*SELECTED PASSAGE*.
In one embodiment, the arrays of the present invention are prepared by synthesizing polynucleotide probes on a support. In such an embodiment, polynucleotide probes are attached to the support covalently at either the 3′ or the 5′ end of the polynucleotide.

In a particularly preferred embodiment, microarrays of the invention are manufactured by means of an ink jet printing device for oligonucleotide synthesis, e.g., using the methods and systems described by Blanchard in U.S. Pat. No. 6,028,189; Blanchard et al., 1996, Biosensors and Bioelectronics 11:687-690; Blanchard, 1998, in Synthetic DNA Arrays in Genetic Engineering, Vol. 20, J. K. Setlow, Ed., Plenum Press, New York at pages 111-123. Specifically, the oligonucleotide probes in such microarrays are preferably synthesized in arrays, e.g., on a glass slide, by serially depositing individual nucleotide bases in “microdroplets” of a high surface tension solvent such as propylene carbonate. The microdroplets have small volumes (e.g., 100 pL or less, more preferably 50 pL or less) and are separated from each other on the microarray (e.g., by hydrophobic domains) to form circular surface tension wells which define the locations of the array elements (i.e., the different probes). Microarrays manufactured by this ink-jet method are typically of high density, preferably having a density of at least about 2,500 different probes per 1 cm.sup.2. The polynucleotide probes are attached to the support covalently at either the 3′ or the 5′ end of the polynucleotide.

The polynucleotide molecules which may be analyzed by the present invention are DNA, RNA, or protein. The target polynucleotides are detectably labeled at one or more nucleotides. Any method known in the art may be used to detectably label the target polynucleotides. Preferably, this labeling incorporates the label uniformly along the length of the DNA or RNA, and more preferably, the labeling is carried out at a high degree of efficiency.

*EXTRACTED ENTRIES*.
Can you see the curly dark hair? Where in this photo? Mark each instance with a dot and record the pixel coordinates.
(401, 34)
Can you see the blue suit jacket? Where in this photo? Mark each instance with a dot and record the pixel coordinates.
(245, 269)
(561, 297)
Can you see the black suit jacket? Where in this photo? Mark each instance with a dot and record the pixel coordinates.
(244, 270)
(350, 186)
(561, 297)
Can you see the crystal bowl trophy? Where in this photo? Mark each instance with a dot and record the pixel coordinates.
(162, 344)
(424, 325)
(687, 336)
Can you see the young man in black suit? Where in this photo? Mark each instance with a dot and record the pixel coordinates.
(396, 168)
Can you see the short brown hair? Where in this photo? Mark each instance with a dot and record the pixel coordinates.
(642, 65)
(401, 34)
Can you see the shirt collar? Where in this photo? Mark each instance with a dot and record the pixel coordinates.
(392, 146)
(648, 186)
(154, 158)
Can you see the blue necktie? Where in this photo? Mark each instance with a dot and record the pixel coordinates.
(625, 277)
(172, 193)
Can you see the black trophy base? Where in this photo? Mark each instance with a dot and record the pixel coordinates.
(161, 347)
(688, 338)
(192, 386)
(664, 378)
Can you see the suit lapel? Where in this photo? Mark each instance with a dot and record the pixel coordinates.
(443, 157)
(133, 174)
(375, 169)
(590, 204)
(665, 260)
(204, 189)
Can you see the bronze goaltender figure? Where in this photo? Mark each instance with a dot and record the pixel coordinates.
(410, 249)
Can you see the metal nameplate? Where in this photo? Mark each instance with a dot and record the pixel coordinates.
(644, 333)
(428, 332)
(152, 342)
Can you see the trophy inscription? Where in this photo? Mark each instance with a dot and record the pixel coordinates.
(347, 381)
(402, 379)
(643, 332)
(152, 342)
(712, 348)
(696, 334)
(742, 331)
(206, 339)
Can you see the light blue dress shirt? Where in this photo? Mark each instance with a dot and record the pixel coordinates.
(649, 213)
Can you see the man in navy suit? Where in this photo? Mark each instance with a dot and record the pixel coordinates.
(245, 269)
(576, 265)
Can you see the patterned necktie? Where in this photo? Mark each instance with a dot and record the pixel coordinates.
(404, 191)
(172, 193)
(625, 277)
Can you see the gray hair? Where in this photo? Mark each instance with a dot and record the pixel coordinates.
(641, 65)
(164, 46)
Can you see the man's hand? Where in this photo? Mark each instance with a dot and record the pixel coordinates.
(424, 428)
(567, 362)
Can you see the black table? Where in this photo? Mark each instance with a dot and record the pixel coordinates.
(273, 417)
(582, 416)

*PROMPT 1*.
Return the stretch from "The polynucleotide molecules" through "degree of efficiency." in the microarray passage above, copied word for word.
*PROMPT 2*.
Continue the microarray passage from the point where it stops.

*RESULT 1*.
The polynucleotide molecules which may be analyzed by the present invention are DNA, RNA, or protein. The target polynucleotides are detectably labeled at one or more nucleotides. Any method known in the art may be used to detectably label the target polynucleotides. Preferably, this labeling incorporates the label uniformly along the length of the DNA or RNA, and more preferably, the labeling is carried out at a high degree of efficiency.

*RESULT 2*.
In a preferred embodiment, the detectable label is a luminescent label. For example, fluorescent labels, bioluminescent labels, chemiluminescent labels, and colorimetric labels may be used in the present invention. In a highly preferred embodiment, the label is a fluorescent label, such as a fluorescein, a phosphor, a rhodamine, or a polymethine dye derivative. Examples of commercially available fluorescent labels include, for example, fluorescent phosphoramidites such as FluorePrime (Amersham Pharmacia, Piscataway, N.J.), Fluoredite (Millipore, Bedford, Mass.), FAM (ABI, Foster City, Calif.), and Cy3 or Cy5 (Amersham Pharmacia, Piscataway, N.J.). In another embodiment, the detectable label is a radiolabeled nucleotide.

In a further preferred embodiment, target polynucleotide molecules from a patient sample are labeled differentially from target polynucleotide molecules of a reference sample. The reference can comprise target polynucleotide molecules from normal tissue samples.

Nucleic acid hybridization and wash conditions are chosen so that the target polynucleotide molecules specifically bind or specifically hybridize to the complementary polynucleotide sequences of the array, preferably to a specific array site, wherein its complementary DNA is located.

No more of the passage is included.